## [Assignment]
Repeat each record below exactly as given.

(Recorded data)
----
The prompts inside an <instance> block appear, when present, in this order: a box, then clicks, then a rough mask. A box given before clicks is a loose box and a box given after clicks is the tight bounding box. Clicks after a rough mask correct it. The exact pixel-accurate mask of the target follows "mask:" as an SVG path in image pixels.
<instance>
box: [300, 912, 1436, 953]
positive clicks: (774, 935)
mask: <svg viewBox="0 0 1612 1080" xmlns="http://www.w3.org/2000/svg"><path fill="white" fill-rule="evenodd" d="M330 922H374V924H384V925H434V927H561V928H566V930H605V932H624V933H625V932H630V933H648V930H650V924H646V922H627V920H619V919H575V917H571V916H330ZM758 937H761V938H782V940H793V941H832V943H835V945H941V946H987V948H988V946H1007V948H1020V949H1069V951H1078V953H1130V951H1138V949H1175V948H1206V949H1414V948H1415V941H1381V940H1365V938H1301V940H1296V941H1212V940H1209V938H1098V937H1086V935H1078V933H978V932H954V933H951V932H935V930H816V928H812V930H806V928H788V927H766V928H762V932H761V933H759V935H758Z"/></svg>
----
## [Written solution]
The prompts inside an <instance> block appear, when present, in this order: a box, then clicks, then a rough mask. A box given before clicks is a loose box and a box given after clicks is the tight bounding box. Clicks after a rough mask correct it. The exact pixel-accurate mask of the target follows "mask:" as an SVG path in image pixels.
<instance>
box: [300, 912, 1436, 953]
positive clicks: (774, 935)
mask: <svg viewBox="0 0 1612 1080" xmlns="http://www.w3.org/2000/svg"><path fill="white" fill-rule="evenodd" d="M330 922H374V924H384V925H434V927H561V928H566V930H605V932H624V933H625V932H630V933H648V930H650V924H646V922H627V920H619V919H575V917H571V916H330ZM758 937H761V938H782V940H793V941H832V943H835V945H941V946H987V948H988V946H1007V948H1020V949H1069V951H1078V953H1130V951H1138V949H1175V948H1206V949H1414V948H1415V941H1381V940H1365V938H1301V940H1296V941H1212V940H1209V938H1098V937H1086V935H1078V933H978V932H954V933H951V932H935V930H816V928H812V930H806V928H788V927H766V928H762V932H761V933H759V935H758Z"/></svg>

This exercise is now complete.